Extrait choisi:
####

Le temps des colonies : «aux assassins, la patrie reconnaissante»06/04/20052005Journal/medias/journalnumero/images/2005/04/une1914.jpg.445x577_q85_box-0%2C104%2C1383%2C1896_crop_detail.jpg

Leur société

Le temps des colonies : «aux assassins, la patrie reconnaissante»

Le 23 février dernier a été promulguée une loi «portant reconnaissance de la Nation aux femmes et aux hommes qui ont participé à l'oeuvre accomplie par la France» dans ses anciennes colonies. L'objet immédiat de cette loi serait de permettre d'améliorer la compensation financière qu'ont eu bien du mal à obtenir les harkis, ces supplétifs algériens de l'armée française pendant la guerre d'Algérie. Mais c'est surtout une loi déposée par certains députés de droite en mal de voix. Et en fait, suivant la vogue actuelle de la repentance, du devoir de mémoire et des commémorations en tout genre, elle dispose que la Nation «reconnaît les souffrances éprouvées et les sacrifices endurés par les rapatriés». Il ne s'agit surtout pas d'évoquer la responsabilité écrasante de l'État français et de sa politique coloniale dans la situation qui a amené les Européens d'Algérie à devoir choisir entre «la valise ou le cercueil». Quarante ans après, il s'agit surtout de passer l'éponge sur les faits gênants et, si possible, de piper quelques voix aux passage.

####

Informations:
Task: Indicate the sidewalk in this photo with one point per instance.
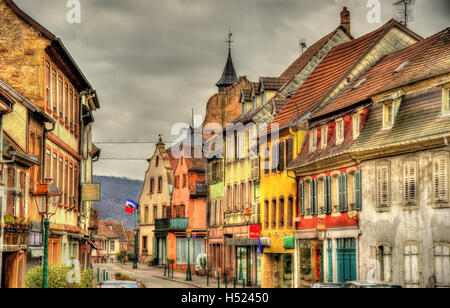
(179, 277)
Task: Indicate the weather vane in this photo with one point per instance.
(229, 38)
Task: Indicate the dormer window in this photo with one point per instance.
(356, 126)
(388, 116)
(324, 137)
(339, 131)
(446, 101)
(313, 140)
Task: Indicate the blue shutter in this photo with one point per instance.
(302, 198)
(358, 190)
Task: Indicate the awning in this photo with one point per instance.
(93, 245)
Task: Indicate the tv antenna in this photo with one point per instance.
(405, 11)
(302, 44)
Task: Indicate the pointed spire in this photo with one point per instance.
(229, 76)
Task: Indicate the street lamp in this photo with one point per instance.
(47, 199)
(188, 271)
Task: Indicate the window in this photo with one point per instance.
(388, 115)
(411, 265)
(356, 126)
(274, 214)
(281, 214)
(160, 185)
(289, 151)
(384, 258)
(66, 99)
(61, 98)
(71, 108)
(266, 214)
(281, 156)
(446, 101)
(442, 265)
(324, 137)
(440, 178)
(339, 131)
(383, 185)
(48, 84)
(313, 140)
(152, 186)
(410, 181)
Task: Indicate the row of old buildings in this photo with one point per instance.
(354, 187)
(46, 122)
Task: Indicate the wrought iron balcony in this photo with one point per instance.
(172, 224)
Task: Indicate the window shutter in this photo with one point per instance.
(289, 151)
(281, 156)
(345, 191)
(358, 190)
(315, 204)
(340, 190)
(328, 203)
(302, 198)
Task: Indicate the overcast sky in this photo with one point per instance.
(152, 61)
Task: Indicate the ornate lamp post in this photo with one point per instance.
(47, 199)
(188, 271)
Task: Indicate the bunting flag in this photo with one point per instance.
(131, 207)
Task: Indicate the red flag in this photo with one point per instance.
(129, 209)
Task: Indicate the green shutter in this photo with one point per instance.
(345, 192)
(329, 204)
(302, 198)
(358, 190)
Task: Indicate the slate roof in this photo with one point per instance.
(383, 73)
(438, 54)
(332, 68)
(298, 65)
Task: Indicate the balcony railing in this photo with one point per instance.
(93, 222)
(172, 224)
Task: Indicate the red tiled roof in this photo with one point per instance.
(273, 83)
(298, 65)
(338, 61)
(420, 69)
(382, 74)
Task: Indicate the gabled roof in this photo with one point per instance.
(298, 65)
(272, 83)
(383, 73)
(328, 74)
(438, 54)
(58, 44)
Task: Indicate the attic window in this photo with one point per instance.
(356, 86)
(402, 66)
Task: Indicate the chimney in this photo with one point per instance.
(345, 19)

####

Consigne de travail A: En une à trois phrases, expliquez pourquoi, d'après l'article sur la loi du 23 février, cette loi servirait surtout à « piper quelques voix ».
Consigne de travail B: D'après l'article sur la loi du 23 février, qui sont les harkis ?
Consigne de travail C: Rédigez la suite de l'article sur la loi du 23 février en partant de sa dernière phrase.
Les enregistrements n'ont aucun lien avec l'article sur la loi du 23 février.

Espace de réponse A: Selon l'article, il s'agit surtout d'une loi déposée par certains députés de droite en mal de voix. En passant l'éponge sur les faits gênants, elle leur permettrait de gagner quelques voix au passage.

Espace de réponse B: Ce sont les supplétifs algériens de l'armée française pendant la guerre d'Algérie.

Espace de réponse C:
De plus, la nouvelle loi exige que «les programmes scolaires reconnaissent le rôle positif de la présence française outre-mer». «Oeuvre accomplie», les massacres qui ont marqué la conquête des colonies au long du XIXe siècle, les centaines de milliers de morts de la conquête de l'Algérie, l'expropriation massive de paysans ainsi réduits à la famine? «Rôle positif», la construction, par des travailleurs forcés, du chemin de fer de l'Ouest africain qui coûta la vie à autant d'Africains qu'il y a de traverses sur la voie? «Oeuvre accomplie», les plantations d'hévéas d'Indochine où l'on travaillait sous le fouet, le camp de concentration de Poulo Condor où les Indochinois récalcitrants mouraient de faim et de maladie, le bombardement des villes vietnamiennes par la marine française? «Rôle positif», les massacres de Sétif, de Madagascar, le million de morts de la guerre d'Algérie, les tortures? «Oeuvre accomplie», le mépris généralisé pour les «indigènes», qui allait jusqu'à les exposer dans des zoos humains lors des expositions universelles?

Il faut croire que, aux yeux des promoteurs de cette loi et de ceux qui l'ont votée, toutes ces ignominies ne sont rien au regard du développement de la civilisation française, cette civilisation dont on lisait les progrès dans les cours de la Bourse, sous les titres Banque d'Indochine, plantations Michelin, coton Boussac, Banque de Suez... cette civilisation et ces grands groupes capitalistes qu'ils continuent à servir.